- Born: Jenny Zhenqi Zhang
- Education: University of Sydney
- Awards: RSC Felix Franks Biotechnology Medal, 2020
- Scientific career
- Workplaces: University of Sydney Hebrew University of Jerusalem University of Cambridge
- Thesis: Enhancing the Tumour Penetration of Anti-Cancer Platinum Complexes (2011)
- Doctoral advisor: Trevor Hambley
- Website: www.ch.cam.ac.uk/group/zhang/person/jz366

= Jenny Zhang (chemist) =

Australian chemist

Jenny Zhenqi Zhang is an Australian-British chemist and Biotechnology and Biological Sciences Research Council David Phillips Research Fellow of the Department of Chemistry, University of Cambridge, where she is also a Fellow of Corpus Christi College (2019-present). She was awarded the 2020 Royal Society of Chemistry Felix Franks Biotechnology Medal for her research into re-wiring photosynthesis to provide sustainable fuel sources.

==Early life and education==
Zhang was born in China, and moved to Gosford, Australia at age eight. She credits her mother's stories explaining the scientific basis of various phenomena with stimulating her interest in science. She moved to Sydney to attend the University of Sydney, where she completed a Bachelor of Science (Advanced) in 2007 and a PhD in Chemistry under the supervision of Professor Trevor Hambley in 2011. During her PhD, Zhang also briefly worked at the Hebrew University of Jerusalem.

==Career and research==
Zhang's doctoral research was in the area of bioinorganic chemistry, and she worked on the development of a platinum-based library of chemotherapeutic candidates featuring anthraquinone ligands and redox activity. This involved using a variety of imaging techniques (including those based on synchrotron radiation) to study the biological distributions and metabolism of the chemotherapeutics in 3D solid tumour models, and synthetic strategies to generate new examples of such complexes.

• _Given data_:
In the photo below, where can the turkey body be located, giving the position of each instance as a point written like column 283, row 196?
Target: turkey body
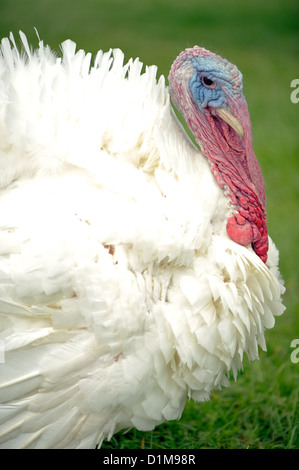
column 121, row 294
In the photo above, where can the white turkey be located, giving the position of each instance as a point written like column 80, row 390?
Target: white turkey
column 135, row 269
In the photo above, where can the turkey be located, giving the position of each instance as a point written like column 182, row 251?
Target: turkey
column 135, row 268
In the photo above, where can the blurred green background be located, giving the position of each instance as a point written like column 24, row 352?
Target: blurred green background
column 262, row 39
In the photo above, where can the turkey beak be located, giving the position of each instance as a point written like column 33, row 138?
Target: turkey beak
column 231, row 120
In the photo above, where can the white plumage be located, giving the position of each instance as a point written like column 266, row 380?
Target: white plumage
column 121, row 294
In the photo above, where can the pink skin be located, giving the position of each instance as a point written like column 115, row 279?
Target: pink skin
column 231, row 157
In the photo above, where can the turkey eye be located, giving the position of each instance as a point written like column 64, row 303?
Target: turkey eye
column 208, row 83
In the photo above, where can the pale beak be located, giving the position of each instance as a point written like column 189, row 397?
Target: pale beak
column 227, row 116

• _Your tasks_:
(a) According to the Jenny Zhang biography, which town did Zhang move to at age eight?
(b) Extend the Jenny Zhang biography, picking up after its final sentence.
You don't need the entries for what comes next.

• _Results for each task_:
(a) Gosford, Australia.

(b)
Zhang sought a change in research field following her PhD, and in 2013 she joined the group of Professor Erwin Reisner at the University of Cambridge as a postdoctoral fellow after receiving a Marie Skłodowska-Curie International Fellowship, also becoming a Research Associate of St John's College. This brought her into sustainability research, in particular artificial photosynthesis. Her postdoctoral research involved developing ways to wire oxidoreductases to electrodes and use photosynthesis to generate a sustainable biofuel, especially photosystem II.

In 2018, Zhang was awarded a BBSRC David Phillips Fellowship to start her own, independent research group in the Department of Chemistry at Cambridge. In her independent career, she has continued to work on the re-wiring of photosynthesis but now focuses on doing so in live cells. She also became a Fellow of Corpus Christi College, where she is now Director of Studies in Natural Sciences Chemistry. Zhang was recognised for her contributions to semi-artificial photosynthesis with the award of the Felix Franks Biotechnology Medal from the RSC in 2020.